*** SOURCE DATA ***
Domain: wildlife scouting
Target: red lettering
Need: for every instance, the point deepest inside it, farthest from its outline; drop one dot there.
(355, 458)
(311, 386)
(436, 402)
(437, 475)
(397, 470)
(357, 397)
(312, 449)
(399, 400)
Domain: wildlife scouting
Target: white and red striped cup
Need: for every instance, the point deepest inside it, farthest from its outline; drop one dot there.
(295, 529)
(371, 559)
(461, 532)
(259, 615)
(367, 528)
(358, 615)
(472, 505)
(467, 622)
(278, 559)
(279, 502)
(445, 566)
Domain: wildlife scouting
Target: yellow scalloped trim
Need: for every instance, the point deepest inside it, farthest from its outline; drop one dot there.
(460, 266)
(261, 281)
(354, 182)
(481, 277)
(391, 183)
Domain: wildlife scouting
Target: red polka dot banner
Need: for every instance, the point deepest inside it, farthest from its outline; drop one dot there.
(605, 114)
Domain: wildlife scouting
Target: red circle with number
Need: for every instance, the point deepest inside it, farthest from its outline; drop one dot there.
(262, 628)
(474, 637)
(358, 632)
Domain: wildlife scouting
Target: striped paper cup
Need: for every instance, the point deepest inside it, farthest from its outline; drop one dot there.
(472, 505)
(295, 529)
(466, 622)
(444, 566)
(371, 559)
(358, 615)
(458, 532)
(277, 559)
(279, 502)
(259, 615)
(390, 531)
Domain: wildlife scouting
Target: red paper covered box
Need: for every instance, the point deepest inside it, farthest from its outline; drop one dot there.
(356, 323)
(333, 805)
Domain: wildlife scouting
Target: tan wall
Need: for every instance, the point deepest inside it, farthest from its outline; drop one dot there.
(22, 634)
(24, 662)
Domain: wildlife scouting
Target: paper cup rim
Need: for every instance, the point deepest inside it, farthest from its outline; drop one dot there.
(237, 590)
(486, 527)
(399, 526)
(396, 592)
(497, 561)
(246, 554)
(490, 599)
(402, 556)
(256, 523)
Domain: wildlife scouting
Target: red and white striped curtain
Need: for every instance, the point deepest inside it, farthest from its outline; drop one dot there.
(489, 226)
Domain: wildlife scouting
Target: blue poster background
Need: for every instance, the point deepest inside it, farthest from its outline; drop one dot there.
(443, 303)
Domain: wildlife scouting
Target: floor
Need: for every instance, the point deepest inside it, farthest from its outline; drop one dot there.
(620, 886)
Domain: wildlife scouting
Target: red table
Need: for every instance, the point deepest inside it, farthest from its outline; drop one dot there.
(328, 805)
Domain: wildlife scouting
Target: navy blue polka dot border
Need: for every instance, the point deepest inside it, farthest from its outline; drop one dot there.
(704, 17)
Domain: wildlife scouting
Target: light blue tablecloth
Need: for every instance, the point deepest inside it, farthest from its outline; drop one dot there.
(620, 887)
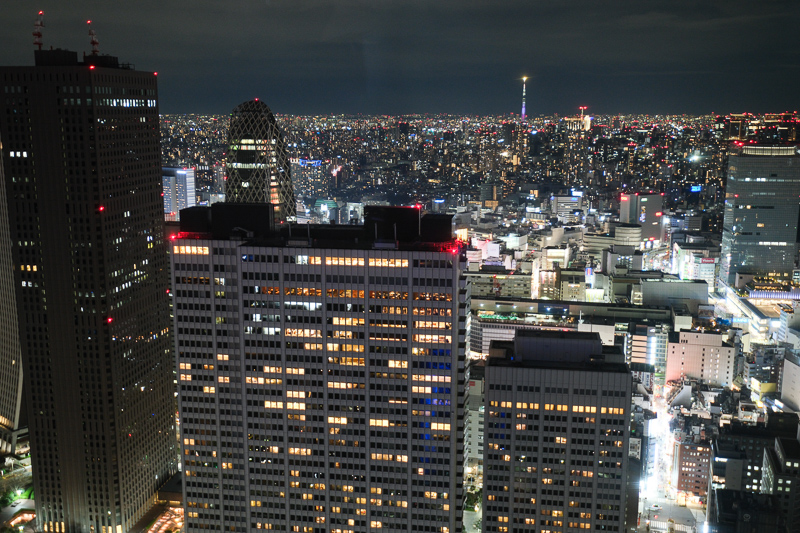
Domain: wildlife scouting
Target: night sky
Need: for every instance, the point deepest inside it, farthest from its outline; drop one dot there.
(438, 56)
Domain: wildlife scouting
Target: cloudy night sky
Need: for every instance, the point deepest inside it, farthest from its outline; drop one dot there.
(432, 56)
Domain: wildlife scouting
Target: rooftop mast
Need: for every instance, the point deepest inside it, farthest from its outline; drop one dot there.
(93, 39)
(38, 24)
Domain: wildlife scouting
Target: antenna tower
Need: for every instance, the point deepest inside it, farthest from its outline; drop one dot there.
(93, 39)
(38, 24)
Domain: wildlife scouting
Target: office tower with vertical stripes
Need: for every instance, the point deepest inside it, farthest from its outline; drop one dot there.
(83, 178)
(557, 418)
(321, 372)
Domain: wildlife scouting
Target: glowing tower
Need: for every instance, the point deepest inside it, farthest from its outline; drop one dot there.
(258, 163)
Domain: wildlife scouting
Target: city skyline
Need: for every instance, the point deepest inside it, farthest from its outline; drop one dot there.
(396, 58)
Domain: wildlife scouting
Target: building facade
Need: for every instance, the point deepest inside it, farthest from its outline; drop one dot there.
(759, 232)
(83, 173)
(258, 163)
(13, 422)
(179, 189)
(704, 356)
(321, 371)
(556, 435)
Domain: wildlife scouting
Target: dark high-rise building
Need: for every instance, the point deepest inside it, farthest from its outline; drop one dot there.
(321, 372)
(12, 424)
(258, 162)
(759, 234)
(83, 179)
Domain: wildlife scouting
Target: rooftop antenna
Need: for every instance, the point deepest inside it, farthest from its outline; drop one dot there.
(93, 39)
(38, 24)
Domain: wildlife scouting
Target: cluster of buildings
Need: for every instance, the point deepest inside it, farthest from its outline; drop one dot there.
(552, 316)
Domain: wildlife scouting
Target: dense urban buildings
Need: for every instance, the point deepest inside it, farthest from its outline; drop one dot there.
(83, 180)
(258, 162)
(321, 371)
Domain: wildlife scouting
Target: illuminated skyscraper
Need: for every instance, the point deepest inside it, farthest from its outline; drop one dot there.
(759, 234)
(10, 348)
(83, 166)
(321, 372)
(258, 162)
(557, 418)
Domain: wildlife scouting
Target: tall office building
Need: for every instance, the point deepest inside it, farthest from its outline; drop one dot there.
(647, 210)
(762, 207)
(321, 372)
(179, 189)
(13, 424)
(83, 178)
(556, 435)
(258, 162)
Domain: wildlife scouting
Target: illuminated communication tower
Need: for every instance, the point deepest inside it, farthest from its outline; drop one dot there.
(524, 80)
(38, 24)
(93, 39)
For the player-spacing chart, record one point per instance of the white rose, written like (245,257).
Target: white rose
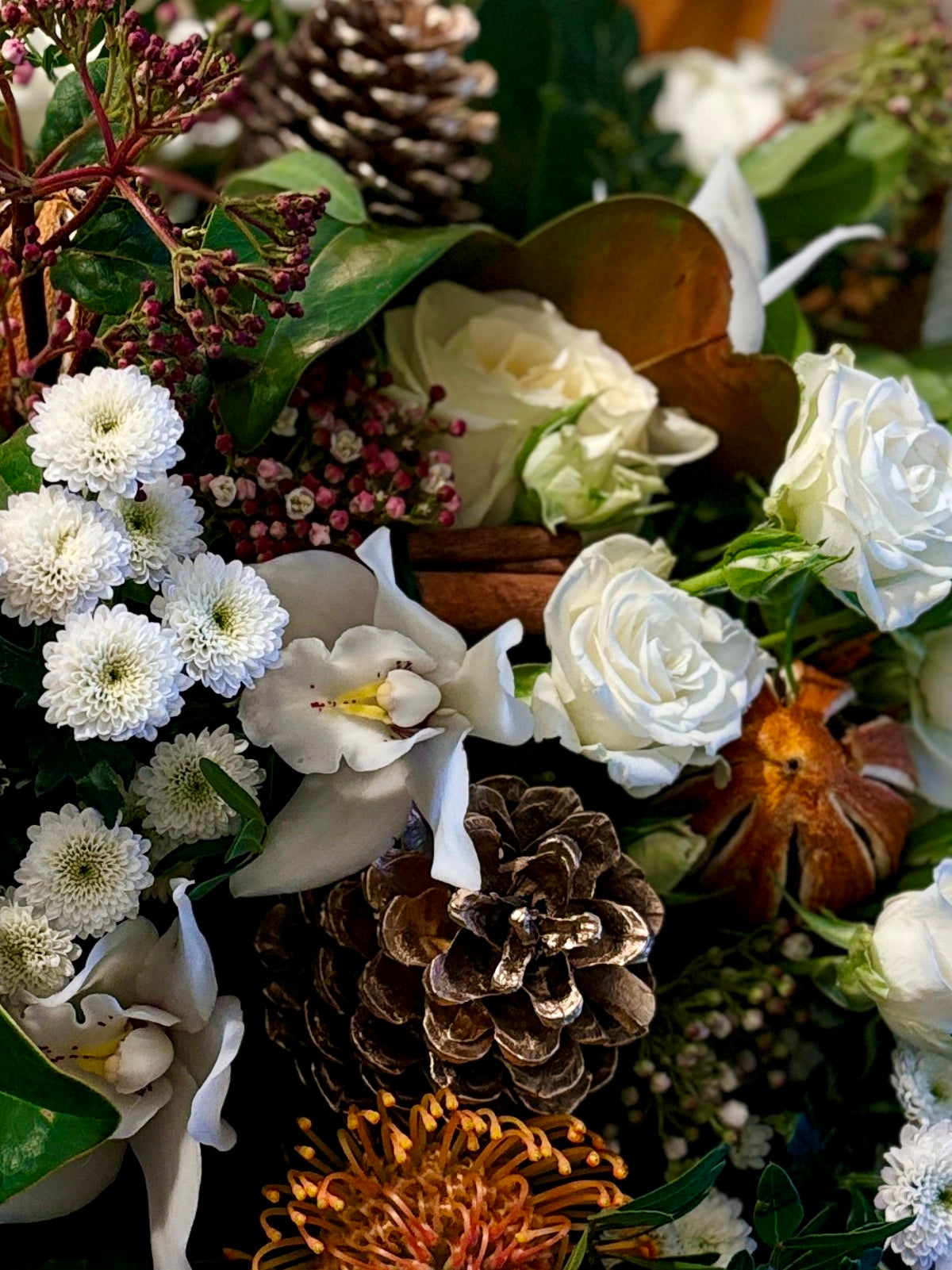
*** End of SOURCE DATA ***
• [BRIEF]
Every line of the material is to be quoted exactly, with no pictures carried over.

• [SOLUTION FOR THIS EXERCISE]
Domain: wildlife scouting
Target: red lettering
Need: for every instance, the point deepest inside it, farthest from its outline; drop one dot there.
(355, 458)
(311, 386)
(436, 402)
(437, 475)
(397, 470)
(357, 397)
(312, 449)
(399, 400)
Domain: wildlife scouting
Target: white and red striped cup
Need: for every instance, the point deepest inside it, farthest from its outline; drop one dot there.
(295, 529)
(371, 559)
(461, 532)
(259, 615)
(367, 528)
(358, 615)
(472, 505)
(467, 622)
(278, 559)
(279, 502)
(445, 566)
Domain: wildlife scouting
Target: yellow scalloped trim
Need: for every instance, the point deepest inside it, farthest from its outline; drop one dot there.
(460, 266)
(261, 281)
(354, 182)
(481, 277)
(391, 183)
Domain: wildlife scouting
Target: red polka dot banner
Need: for every instance, the point deepest inside it, farthest from its outline; drop one dot there.
(605, 114)
Domain: wildlife scouting
Target: red circle with number
Need: for every instance, the point deepest inside it, farthest from its outline; drop one dot there.
(262, 628)
(474, 637)
(358, 632)
Domain: wildlife scouting
Target: striped paper cup
Need: for every instance, the point deepest inside it, farthest from its outline; drop one dot there.
(472, 505)
(295, 529)
(466, 622)
(444, 566)
(371, 559)
(358, 615)
(458, 532)
(277, 559)
(279, 502)
(259, 615)
(390, 531)
Domain: wildlife scouting
Target: red paper covered box
Need: for every instance, the point deepest inside it, farthest from its outline; drop one dot there.
(356, 323)
(333, 805)
Domain: wildlife scouting
Target: tan wall
Need: for every instance, the point deepest inside it, farthest from its outline; drop one dot there.
(22, 634)
(24, 662)
Domain: wildlife scouting
Target: paper cup rim
Need: for every instance, the point deepest inside it, farthest from its outline; drop one dot there.
(237, 590)
(486, 527)
(399, 526)
(396, 592)
(497, 561)
(246, 554)
(490, 599)
(402, 556)
(256, 523)
Domain: wildlife scouting
Target: red and white striped curtain
Need: for every instance, the point deepest inside it, farthest from its outline; drop one dot there.
(489, 226)
Domain: wildlife scouting
Target: blue poster background
Need: for every instance, the point deepest inside it, farthest from its outline; drop one dot there.
(443, 303)
Domain: wildlife scouting
Target: floor
Need: for every instance, the point deepest inside it, farthest from its outline; drop one dot there.
(620, 886)
Domain: wildlife scouting
Target: red table
Need: for every instance, the point deepest inside it, farthest from its outline; drop one dot there.
(328, 805)
Domain: wildlife scouting
Target: navy blue polka dot border
Need: for every instance, the point deepest inside it, farthest from its outline; drop one dot there.
(704, 17)
Domain: wildlife scouting
Target: light blue tablecloth
Need: for every instance, the point deepest inside it, farthest from its outline; drop one dot there.
(620, 887)
Domain: wildlife scouting
Target: night sky
Need: for every instance, the point deepest inside it, farthest from its outline; drop one dot there.
(438, 56)
Domain: wildlife scouting
Target: cloudy night sky
Need: for every instance, the point deepest inside it, farthest from its outline; drop one dot there.
(432, 56)
Domain: wildlife scouting
Target: rooftop mast
Need: for every instance, the point deepest inside it, farthest from its outline; drop one dot there.
(93, 39)
(38, 24)
Domain: wildlife scouting
Target: antenna tower
Need: for every instance, the point deepest inside it, farthest from its outline; drop one dot there.
(93, 39)
(38, 24)
Domain: wildlife scouting
Target: office tower with vertical stripes
Need: for every instance, the point deepest inside it, farthest from its outline; drop one dot there.
(83, 178)
(557, 418)
(321, 372)
Domain: wildlife scouting
Target: glowing tower
Need: for every instance, the point deepest inside it, farthest from its outline; drop one dot there.
(258, 163)
Domain: wildlife scouting
Target: city skyline
Need: for every instance, the point deepest inside it, farthest from its outline; drop one dot there.
(396, 58)
Domain: wildlife scouting
Target: building facade
Need: for every instance, the point deepest inside it, farthest from its outline; drop one dot there.
(759, 232)
(83, 173)
(258, 163)
(13, 422)
(179, 189)
(704, 356)
(321, 371)
(556, 435)
Domain: wildlife scouting
Target: dark high-rise building
Need: for every instance, the point deepest inside it, farthest from its outline; drop one dot there.
(321, 372)
(12, 424)
(258, 162)
(759, 234)
(83, 179)
Domain: wildlife scouting
Target: rooftop antenna
Need: for every instance, the point deepest inside it, farthest from its outline; drop one dot there.
(93, 39)
(38, 24)
Domain: wildlife scouting
Target: cluster of buildings
Need: for every instance, the point deepest inside it, farthest from its outline; drop one dot there.
(552, 316)
Domain: wildlife scouting
Target: dense urban buildings
Need: for every instance, the point deepest inside it, farthest from its outline; drop one dot there.
(83, 180)
(258, 162)
(321, 371)
Domain: wildlife scouting
Target: illuminated skyscraper
Need: for every instance, the point deepest inside it, farthest from its outline; drop one dot there.
(759, 234)
(10, 348)
(83, 166)
(321, 372)
(258, 162)
(557, 418)
Domain: wildlife scouting
Target: tall office building
Need: for every instance, the point deepest inside it, farthest from its outline; drop one dot there.
(647, 210)
(762, 207)
(321, 372)
(179, 189)
(13, 424)
(83, 178)
(556, 435)
(258, 162)
Domain: wildlife scouting
Target: illuminated communication tower
Need: for every instance, the point deepest inside it, farthest from its outline; drop one dot there.
(524, 80)
(38, 24)
(93, 39)
For the player-spacing chart, record one point per instance of the white rose, written like (245,257).
Target: white rose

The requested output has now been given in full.